▶ _What to do_:
Write out the stretch of lines below that begins at the line with "negative clicks: (273, 324) (270, 385)" and ends at the line with "186L137 199L215 314L281", including both, exactly as given and nothing more.
Segment Start: The input
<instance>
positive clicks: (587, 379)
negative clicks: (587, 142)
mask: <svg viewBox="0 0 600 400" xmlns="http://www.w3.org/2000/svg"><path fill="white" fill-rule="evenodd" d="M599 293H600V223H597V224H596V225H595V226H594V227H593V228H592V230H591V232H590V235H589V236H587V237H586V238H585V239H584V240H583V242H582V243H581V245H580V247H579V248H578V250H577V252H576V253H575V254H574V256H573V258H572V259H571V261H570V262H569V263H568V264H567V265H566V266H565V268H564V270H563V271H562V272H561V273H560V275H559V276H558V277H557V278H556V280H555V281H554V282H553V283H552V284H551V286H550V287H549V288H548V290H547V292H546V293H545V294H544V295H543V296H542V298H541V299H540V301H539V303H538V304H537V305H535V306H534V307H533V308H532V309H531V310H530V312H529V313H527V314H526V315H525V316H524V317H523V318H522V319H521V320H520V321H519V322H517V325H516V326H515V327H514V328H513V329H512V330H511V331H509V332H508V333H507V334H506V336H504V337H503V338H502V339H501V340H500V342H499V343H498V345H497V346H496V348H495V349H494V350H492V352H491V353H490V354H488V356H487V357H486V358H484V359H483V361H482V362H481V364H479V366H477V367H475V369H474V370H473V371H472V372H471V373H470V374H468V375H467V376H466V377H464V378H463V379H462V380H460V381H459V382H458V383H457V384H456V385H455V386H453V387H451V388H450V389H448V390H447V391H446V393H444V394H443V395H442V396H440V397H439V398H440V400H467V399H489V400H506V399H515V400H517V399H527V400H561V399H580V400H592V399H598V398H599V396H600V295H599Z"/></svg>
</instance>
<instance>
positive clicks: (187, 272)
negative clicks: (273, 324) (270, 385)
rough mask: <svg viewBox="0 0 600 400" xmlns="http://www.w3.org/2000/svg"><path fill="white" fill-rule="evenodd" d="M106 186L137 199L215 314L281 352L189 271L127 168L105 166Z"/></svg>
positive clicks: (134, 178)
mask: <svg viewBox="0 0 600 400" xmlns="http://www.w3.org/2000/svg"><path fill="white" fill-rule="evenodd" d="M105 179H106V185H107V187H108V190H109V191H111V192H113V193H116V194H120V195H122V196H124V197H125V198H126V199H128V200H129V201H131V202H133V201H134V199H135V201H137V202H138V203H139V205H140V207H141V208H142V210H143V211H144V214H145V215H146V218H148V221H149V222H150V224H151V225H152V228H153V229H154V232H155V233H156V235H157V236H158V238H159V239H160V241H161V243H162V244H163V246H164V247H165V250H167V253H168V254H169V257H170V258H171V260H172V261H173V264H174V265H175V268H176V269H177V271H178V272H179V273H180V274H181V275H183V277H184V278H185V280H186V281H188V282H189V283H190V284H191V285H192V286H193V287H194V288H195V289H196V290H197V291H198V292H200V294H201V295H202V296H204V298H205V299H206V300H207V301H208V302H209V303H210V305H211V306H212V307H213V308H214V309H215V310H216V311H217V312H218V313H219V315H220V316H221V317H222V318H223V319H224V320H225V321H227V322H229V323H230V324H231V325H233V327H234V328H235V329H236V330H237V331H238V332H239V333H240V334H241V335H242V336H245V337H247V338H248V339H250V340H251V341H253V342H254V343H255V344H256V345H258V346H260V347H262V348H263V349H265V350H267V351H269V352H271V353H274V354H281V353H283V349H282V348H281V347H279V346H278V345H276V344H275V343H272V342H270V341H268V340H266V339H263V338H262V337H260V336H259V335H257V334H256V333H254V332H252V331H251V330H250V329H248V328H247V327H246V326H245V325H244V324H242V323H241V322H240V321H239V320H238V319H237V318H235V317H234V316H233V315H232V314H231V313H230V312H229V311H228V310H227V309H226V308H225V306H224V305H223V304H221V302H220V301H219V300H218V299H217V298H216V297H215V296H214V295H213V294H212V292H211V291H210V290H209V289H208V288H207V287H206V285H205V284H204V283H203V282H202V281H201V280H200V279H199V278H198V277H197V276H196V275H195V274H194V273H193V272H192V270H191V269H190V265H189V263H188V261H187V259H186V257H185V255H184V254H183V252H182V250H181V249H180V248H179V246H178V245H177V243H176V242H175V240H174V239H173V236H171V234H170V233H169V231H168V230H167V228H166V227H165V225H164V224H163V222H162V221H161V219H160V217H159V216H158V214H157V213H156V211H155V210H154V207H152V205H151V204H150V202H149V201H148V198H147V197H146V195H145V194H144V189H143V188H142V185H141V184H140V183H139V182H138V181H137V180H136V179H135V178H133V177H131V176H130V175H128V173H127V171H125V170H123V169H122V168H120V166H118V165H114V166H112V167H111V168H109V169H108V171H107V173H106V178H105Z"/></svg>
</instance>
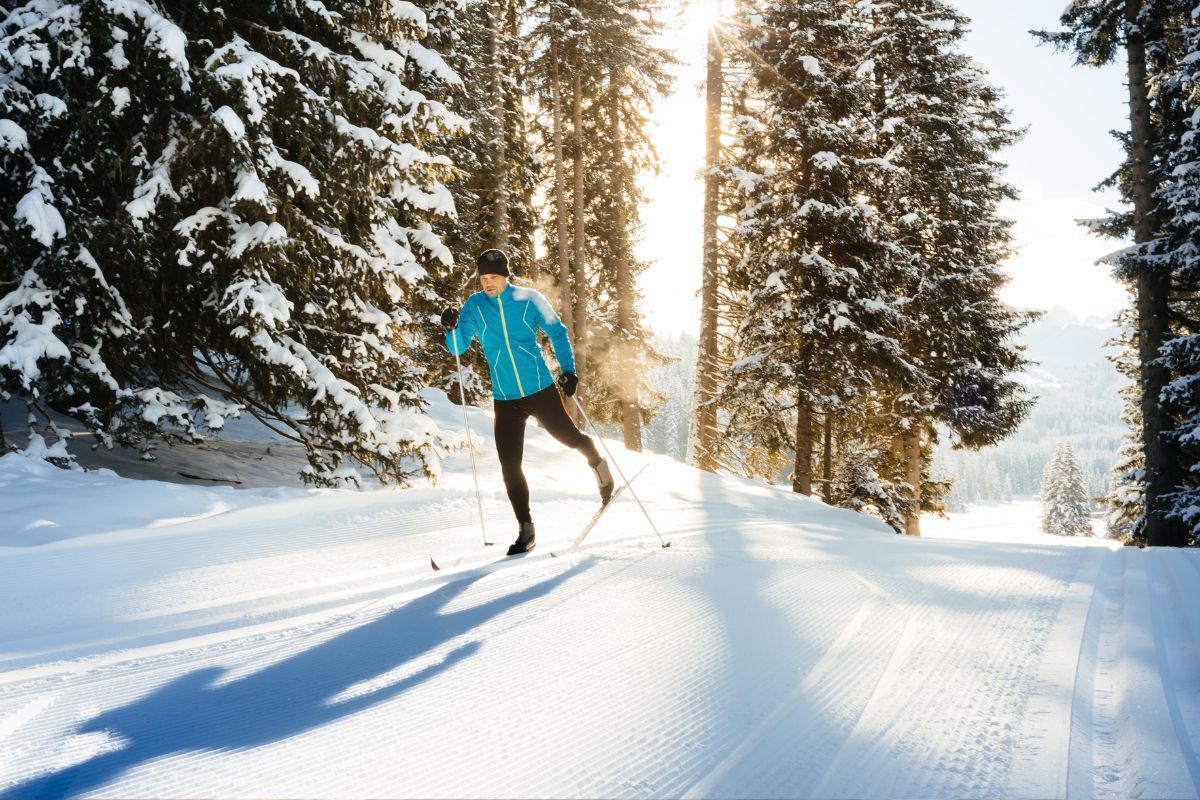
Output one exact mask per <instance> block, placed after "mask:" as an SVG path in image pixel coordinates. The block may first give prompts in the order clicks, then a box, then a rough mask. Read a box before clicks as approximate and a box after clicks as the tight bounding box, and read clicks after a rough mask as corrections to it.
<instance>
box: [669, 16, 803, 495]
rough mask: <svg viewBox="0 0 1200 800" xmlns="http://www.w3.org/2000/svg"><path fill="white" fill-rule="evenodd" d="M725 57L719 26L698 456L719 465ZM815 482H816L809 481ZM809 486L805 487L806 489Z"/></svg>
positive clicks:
Segment End: The input
▶ _Response_:
negative clicks: (273, 324) (270, 385)
rough mask: <svg viewBox="0 0 600 400" xmlns="http://www.w3.org/2000/svg"><path fill="white" fill-rule="evenodd" d="M106 186L137 199L215 314L281 352L189 271L127 168L105 166Z"/></svg>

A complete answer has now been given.